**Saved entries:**

+===+

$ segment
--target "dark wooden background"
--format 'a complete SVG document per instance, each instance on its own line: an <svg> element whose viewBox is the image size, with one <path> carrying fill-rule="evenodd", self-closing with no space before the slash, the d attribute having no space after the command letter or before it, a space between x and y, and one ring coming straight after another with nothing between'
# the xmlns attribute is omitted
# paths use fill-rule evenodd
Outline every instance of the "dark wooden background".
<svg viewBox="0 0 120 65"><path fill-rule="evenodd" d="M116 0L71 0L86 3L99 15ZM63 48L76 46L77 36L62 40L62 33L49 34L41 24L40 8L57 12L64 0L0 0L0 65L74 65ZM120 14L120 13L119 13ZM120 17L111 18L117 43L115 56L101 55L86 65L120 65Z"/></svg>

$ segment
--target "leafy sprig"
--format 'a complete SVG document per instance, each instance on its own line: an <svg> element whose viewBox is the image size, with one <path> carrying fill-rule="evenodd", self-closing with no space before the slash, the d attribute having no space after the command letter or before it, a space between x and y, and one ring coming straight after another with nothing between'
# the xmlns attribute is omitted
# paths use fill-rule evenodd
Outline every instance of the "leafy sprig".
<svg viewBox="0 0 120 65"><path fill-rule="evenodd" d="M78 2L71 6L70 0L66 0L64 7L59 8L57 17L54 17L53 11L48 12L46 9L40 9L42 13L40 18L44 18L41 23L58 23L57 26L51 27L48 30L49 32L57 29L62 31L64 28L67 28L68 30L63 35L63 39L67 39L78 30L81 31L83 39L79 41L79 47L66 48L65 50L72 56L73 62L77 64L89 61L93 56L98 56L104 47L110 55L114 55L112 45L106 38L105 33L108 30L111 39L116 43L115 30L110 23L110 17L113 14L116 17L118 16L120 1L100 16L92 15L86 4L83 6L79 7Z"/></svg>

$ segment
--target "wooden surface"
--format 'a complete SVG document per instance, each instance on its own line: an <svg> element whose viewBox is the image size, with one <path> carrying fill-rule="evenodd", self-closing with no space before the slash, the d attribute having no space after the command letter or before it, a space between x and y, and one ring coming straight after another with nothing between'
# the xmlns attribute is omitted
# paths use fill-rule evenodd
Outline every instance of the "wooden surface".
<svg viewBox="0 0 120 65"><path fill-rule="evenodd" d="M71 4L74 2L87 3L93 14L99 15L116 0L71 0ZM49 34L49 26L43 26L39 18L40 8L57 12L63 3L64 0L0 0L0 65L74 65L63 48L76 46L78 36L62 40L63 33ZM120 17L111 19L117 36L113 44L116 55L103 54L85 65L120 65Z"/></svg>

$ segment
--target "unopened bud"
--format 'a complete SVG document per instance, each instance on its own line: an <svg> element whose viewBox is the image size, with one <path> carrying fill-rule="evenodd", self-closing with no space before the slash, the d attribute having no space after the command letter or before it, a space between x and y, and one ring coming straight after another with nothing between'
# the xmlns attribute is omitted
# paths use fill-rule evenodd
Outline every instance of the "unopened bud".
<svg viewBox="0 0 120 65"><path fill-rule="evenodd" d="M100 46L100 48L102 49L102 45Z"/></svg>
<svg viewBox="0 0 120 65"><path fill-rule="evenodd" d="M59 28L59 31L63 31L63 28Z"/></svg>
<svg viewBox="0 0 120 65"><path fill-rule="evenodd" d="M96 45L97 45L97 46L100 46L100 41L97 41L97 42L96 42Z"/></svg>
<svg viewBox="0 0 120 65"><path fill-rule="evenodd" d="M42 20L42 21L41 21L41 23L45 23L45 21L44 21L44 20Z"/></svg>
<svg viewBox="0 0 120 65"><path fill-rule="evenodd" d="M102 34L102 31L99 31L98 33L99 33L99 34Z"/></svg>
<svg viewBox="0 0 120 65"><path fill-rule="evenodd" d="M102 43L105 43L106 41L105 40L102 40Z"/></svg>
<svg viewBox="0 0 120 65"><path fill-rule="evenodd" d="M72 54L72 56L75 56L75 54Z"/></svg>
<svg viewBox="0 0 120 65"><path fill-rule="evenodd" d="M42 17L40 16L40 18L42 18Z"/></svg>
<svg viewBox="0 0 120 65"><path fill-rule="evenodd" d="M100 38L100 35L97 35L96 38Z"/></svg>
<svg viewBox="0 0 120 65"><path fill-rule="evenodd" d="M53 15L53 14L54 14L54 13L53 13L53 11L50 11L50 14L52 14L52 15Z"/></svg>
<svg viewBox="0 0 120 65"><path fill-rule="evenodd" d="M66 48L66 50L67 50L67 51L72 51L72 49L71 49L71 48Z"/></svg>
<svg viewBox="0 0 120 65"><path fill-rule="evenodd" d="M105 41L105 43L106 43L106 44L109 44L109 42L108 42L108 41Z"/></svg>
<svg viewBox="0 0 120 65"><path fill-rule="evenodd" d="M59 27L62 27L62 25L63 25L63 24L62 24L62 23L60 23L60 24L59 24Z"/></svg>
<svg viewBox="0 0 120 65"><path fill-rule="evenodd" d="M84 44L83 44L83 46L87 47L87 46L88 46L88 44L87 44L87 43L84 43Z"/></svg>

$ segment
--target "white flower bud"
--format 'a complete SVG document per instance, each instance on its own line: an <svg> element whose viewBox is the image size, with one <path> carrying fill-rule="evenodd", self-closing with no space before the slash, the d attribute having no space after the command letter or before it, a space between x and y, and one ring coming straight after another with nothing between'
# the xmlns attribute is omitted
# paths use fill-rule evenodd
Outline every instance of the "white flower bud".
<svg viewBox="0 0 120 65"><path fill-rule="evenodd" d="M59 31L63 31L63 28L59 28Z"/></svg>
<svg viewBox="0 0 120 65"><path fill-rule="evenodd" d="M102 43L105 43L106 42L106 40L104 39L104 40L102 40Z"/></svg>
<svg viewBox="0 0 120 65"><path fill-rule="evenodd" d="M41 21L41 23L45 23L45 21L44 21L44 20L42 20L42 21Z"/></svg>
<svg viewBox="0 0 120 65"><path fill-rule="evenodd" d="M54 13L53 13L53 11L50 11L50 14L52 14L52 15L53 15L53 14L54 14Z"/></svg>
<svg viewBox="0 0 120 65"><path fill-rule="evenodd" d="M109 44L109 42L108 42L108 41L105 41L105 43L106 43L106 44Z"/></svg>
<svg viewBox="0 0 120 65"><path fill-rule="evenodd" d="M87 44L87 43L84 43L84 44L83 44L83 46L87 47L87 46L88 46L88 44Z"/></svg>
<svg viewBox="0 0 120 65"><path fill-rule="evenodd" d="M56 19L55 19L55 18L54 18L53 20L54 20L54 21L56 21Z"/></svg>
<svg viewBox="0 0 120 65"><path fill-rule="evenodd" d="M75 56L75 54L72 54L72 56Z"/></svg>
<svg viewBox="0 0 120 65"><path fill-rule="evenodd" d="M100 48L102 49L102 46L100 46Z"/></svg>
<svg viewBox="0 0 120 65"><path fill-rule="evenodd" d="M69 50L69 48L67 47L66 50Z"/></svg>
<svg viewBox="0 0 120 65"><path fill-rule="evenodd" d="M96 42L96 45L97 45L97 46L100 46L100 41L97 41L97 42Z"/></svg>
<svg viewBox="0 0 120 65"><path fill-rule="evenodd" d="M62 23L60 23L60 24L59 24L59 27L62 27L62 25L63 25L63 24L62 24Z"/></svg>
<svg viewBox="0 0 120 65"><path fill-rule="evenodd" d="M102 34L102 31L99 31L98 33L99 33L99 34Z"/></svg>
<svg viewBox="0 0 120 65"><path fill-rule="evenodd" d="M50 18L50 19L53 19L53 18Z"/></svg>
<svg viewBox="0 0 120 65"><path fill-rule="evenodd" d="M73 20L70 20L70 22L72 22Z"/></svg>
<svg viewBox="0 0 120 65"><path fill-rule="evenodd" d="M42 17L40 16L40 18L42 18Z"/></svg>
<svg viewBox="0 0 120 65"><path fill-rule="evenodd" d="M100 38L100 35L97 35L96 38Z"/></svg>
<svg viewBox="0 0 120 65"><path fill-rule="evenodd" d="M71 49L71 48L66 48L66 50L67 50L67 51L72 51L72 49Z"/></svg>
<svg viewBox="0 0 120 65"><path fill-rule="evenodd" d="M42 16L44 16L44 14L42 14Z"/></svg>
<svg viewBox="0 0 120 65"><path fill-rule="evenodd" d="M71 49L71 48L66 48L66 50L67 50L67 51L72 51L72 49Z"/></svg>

+===+

**YOUR OBJECTIVE:** Which lines of the entries above contain the string "target"? Copy each one.

**OUTPUT FOR THIS EXERCISE:**
--target "dark wooden background"
--target "leafy sprig"
--target "wooden surface"
--target "unopened bud"
--target "white flower bud"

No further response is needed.